- **AIM OF THE EXERCISE**
Reproduce the following passage on folate in its entirety, without any alteration.

WHAT IS FOLATE? Folate or folic acid is a B group vitamin that is essential for many basic biological processes such as DNA production and cell division.

FOLATE in FERTILITY  – Folate is one of the many key nutrients for female fertility. One of the most important function of folic acid in fertility is its role in cell metabolism in your ovaries. A recent study found that folic acid supplementation in women undergoing IVF was associated with better embryo quality and increased chances of becoming pregnant.

FOLATE in PREGNANCY – Folate is essential to the healthy development of babies in early pregnancy. A baby’s  growth is the fastest in the first weeks of life – often before most women are aware that they are pregnant. Consuming enough folate significantly reduces the risk of neural tube defects.

Over 600 pregnancies in Australia every year are affected by neural tube defects. Neural tube defects (NTD) are a group of birth defects of the brain and spinal cord. It results from the failure of closure of baby’s developing spine or skull, which causes the opening of the spine or brain. The two most common NTDs are spina bifida and anencephaly. Baby’s spine and brain fusion occur very early in pregnancy therefore it is essential for women to consume enough folate especially at start of the pregnancy to reduce the risk of NTDs in their baby.

- **INPUT DATA**

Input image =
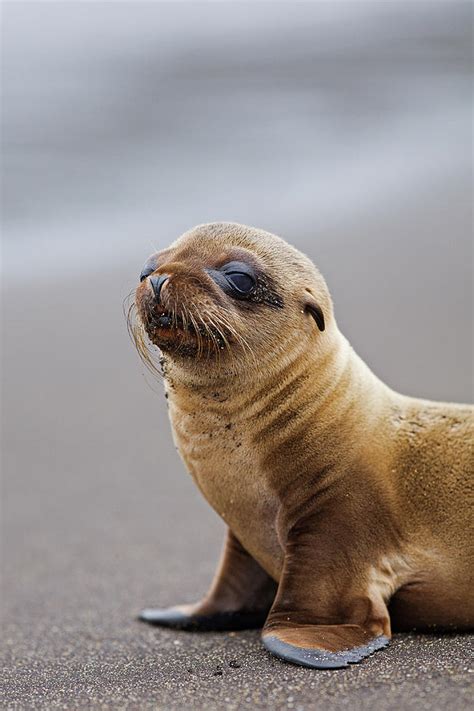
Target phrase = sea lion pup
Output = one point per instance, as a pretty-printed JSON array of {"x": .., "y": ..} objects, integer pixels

- **YOUR RESPONSE**
WHAT IS FOLATE? Folate or folic acid is a B group vitamin that is essential for many basic biological processes such as DNA production and cell division.

FOLATE in FERTILITY  – Folate is one of the many key nutrients for female fertility. One of the most important function of folic acid in fertility is its role in cell metabolism in your ovaries. A recent study found that folic acid supplementation in women undergoing IVF was associated with better embryo quality and increased chances of becoming pregnant.

FOLATE in PREGNANCY – Folate is essential to the healthy development of babies in early pregnancy. A baby’s  growth is the fastest in the first weeks of life – often before most women are aware that they are pregnant. Consuming enough folate significantly reduces the risk of neural tube defects.

Over 600 pregnancies in Australia every year are affected by neural tube defects. Neural tube defects (NTD) are a group of birth defects of the brain and spinal cord. It results from the failure of closure of baby’s developing spine or skull, which causes the opening of the spine or brain. The two most common NTDs are spina bifida and anencephaly. Baby’s spine and brain fusion occur very early in pregnancy therefore it is essential for women to consume enough folate especially at start of the pregnancy to reduce the risk of NTDs in their baby.